Problem to work on: Every line from the line containing "of the elderly" through the final line of the data is to be printed exactly; no other line is to appear.

Provided records:
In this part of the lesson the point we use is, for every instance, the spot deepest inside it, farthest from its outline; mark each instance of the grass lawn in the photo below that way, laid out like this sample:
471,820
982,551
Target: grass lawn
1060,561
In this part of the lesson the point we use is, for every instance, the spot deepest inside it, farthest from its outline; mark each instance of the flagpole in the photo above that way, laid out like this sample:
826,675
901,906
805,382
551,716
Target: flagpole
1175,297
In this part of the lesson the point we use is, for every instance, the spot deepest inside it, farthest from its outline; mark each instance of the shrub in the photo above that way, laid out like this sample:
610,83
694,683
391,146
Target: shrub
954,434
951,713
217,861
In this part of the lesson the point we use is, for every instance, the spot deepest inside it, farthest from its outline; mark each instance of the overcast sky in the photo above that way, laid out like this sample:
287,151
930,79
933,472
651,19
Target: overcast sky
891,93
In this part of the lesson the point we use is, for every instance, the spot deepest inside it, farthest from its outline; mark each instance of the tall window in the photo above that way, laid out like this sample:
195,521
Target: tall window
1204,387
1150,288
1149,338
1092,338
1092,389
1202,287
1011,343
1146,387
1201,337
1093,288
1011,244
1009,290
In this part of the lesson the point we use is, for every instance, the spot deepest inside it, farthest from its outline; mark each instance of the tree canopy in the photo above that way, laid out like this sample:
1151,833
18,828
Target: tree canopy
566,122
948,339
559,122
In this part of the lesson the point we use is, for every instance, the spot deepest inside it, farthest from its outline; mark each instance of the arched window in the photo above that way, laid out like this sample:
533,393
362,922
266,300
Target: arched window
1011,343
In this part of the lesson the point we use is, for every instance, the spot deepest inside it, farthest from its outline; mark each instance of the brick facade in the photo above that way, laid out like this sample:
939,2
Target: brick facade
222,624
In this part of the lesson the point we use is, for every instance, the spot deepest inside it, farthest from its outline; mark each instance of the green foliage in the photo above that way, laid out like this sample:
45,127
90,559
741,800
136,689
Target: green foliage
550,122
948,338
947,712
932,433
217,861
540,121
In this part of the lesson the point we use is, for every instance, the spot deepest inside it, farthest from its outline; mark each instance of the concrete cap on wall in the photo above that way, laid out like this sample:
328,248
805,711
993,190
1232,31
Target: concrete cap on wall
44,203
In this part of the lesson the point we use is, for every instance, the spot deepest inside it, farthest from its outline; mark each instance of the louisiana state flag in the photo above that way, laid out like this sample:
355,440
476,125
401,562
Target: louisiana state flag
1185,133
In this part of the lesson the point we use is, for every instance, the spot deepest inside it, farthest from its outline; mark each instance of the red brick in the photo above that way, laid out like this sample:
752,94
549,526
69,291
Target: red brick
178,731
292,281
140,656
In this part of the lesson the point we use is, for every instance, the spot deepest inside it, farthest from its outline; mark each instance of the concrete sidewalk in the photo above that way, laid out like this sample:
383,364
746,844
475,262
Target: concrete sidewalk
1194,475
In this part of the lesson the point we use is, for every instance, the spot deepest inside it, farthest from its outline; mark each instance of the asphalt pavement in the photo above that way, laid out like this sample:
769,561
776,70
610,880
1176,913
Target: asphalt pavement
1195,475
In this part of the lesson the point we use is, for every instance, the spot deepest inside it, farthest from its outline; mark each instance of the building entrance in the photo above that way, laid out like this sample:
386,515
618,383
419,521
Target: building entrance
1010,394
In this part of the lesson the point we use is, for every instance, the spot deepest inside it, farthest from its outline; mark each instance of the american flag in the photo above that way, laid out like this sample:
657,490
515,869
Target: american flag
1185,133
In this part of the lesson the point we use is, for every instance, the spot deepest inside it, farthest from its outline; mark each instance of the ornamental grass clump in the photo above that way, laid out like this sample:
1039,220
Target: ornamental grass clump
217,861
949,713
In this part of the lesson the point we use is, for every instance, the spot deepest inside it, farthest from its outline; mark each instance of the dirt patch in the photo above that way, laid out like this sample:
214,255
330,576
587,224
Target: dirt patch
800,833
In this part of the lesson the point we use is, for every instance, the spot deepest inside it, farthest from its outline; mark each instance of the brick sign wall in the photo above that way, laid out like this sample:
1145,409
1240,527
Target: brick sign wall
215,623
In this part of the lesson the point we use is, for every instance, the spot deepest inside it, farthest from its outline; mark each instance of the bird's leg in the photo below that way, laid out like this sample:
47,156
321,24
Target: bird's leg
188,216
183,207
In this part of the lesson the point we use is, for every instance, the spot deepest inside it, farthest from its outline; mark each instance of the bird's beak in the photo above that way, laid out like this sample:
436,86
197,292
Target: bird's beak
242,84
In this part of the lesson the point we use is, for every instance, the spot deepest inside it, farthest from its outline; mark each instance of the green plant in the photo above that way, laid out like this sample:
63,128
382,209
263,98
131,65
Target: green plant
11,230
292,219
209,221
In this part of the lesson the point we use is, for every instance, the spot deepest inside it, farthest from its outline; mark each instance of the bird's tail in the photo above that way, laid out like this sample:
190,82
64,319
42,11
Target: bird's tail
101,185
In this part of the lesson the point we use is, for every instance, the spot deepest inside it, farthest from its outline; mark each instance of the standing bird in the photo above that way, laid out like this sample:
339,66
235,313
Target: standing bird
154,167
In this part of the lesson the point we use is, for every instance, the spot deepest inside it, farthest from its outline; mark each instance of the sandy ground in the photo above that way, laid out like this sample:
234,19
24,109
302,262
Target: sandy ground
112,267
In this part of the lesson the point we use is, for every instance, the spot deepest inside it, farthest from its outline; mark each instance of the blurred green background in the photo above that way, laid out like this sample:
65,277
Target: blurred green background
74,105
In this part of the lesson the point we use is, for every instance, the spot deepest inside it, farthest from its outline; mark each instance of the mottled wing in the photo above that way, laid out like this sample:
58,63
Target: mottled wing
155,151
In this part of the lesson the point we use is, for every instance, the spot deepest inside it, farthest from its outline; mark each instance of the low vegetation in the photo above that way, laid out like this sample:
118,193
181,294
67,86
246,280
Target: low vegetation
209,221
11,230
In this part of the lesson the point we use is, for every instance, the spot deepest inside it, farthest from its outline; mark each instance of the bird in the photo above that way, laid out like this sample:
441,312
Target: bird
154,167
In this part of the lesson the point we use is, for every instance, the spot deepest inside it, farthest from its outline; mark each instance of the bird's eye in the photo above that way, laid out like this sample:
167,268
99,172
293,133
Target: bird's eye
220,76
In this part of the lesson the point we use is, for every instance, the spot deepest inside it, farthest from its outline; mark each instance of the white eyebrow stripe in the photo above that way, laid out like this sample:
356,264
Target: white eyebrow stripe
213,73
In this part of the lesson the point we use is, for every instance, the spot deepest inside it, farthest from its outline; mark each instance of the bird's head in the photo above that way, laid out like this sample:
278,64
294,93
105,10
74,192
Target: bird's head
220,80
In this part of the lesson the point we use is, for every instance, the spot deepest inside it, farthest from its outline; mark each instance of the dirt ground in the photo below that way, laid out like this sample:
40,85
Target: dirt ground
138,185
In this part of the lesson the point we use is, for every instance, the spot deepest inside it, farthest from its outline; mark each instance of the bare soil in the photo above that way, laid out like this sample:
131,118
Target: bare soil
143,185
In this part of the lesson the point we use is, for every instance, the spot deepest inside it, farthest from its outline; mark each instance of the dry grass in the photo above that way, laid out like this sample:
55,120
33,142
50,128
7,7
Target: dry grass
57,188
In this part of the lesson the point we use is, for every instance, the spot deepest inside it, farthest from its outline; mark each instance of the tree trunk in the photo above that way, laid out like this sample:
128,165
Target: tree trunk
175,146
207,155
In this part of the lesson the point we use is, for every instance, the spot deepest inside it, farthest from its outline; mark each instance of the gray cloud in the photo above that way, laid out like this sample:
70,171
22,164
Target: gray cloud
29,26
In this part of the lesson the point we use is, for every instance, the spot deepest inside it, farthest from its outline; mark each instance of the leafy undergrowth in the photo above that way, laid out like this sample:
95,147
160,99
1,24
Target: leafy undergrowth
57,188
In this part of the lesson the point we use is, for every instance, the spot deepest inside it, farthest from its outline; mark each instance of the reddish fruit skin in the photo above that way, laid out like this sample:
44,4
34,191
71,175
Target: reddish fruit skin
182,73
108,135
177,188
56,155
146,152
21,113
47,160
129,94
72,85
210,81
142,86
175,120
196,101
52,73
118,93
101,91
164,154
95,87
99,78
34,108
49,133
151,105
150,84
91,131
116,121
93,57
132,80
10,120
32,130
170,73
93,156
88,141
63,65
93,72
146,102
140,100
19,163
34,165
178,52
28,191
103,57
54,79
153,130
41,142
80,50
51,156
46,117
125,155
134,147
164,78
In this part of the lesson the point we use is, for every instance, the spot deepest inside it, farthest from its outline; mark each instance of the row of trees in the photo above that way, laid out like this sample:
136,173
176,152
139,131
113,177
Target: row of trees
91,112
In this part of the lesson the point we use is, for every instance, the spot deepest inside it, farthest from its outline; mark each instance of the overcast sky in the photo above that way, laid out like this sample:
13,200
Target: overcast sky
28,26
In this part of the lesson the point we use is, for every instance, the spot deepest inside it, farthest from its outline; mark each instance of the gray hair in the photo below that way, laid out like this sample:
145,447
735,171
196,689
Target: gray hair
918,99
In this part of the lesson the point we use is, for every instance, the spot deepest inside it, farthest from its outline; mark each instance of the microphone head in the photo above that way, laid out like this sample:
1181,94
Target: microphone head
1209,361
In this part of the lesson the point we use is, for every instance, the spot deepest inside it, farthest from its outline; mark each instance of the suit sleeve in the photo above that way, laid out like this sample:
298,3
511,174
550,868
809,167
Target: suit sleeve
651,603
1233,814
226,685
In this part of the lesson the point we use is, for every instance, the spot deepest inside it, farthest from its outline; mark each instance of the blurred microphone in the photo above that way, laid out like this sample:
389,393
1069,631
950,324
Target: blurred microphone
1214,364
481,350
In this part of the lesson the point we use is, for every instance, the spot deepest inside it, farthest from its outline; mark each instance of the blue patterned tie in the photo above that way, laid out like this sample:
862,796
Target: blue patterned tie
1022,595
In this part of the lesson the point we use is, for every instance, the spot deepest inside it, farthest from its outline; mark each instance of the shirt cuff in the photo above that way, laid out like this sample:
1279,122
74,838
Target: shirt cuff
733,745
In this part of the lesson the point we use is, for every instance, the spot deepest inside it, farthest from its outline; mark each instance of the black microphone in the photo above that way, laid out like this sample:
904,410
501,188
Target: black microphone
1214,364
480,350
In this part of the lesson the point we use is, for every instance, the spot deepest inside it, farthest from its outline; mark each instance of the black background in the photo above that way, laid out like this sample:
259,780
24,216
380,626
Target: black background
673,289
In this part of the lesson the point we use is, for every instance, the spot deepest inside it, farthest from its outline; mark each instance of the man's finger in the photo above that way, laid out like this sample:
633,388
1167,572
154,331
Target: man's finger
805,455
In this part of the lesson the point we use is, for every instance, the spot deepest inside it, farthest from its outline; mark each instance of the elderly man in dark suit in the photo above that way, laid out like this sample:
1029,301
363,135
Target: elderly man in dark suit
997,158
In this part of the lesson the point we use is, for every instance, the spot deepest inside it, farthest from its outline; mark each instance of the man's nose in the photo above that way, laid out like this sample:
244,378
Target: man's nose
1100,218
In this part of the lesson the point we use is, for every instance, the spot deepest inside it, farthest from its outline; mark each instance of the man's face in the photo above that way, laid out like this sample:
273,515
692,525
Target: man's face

Full response:
In this part of the lesson the point we use is, for every instance, the spot deepest inside it, farthest from its outline; mark each instance of the elderly man in dark suit in the photo above that way, laid out like this sample:
1029,301
363,135
Target: elderly man in dark suit
997,158
In this part of the lesson the point we use is, for every instance, the spot deepest inside it, farthest from its outline; mark each instance of the man's nose in the photo above that way, laid out like this sample:
244,378
Target: man's nose
1100,218
In this part of the lesson the point we use is, for every instance, the spot deepest inside it, farthest from its outline; mark each instance of the man's face in the photo above that way, laid out like this sample:
273,515
692,525
Target: man's face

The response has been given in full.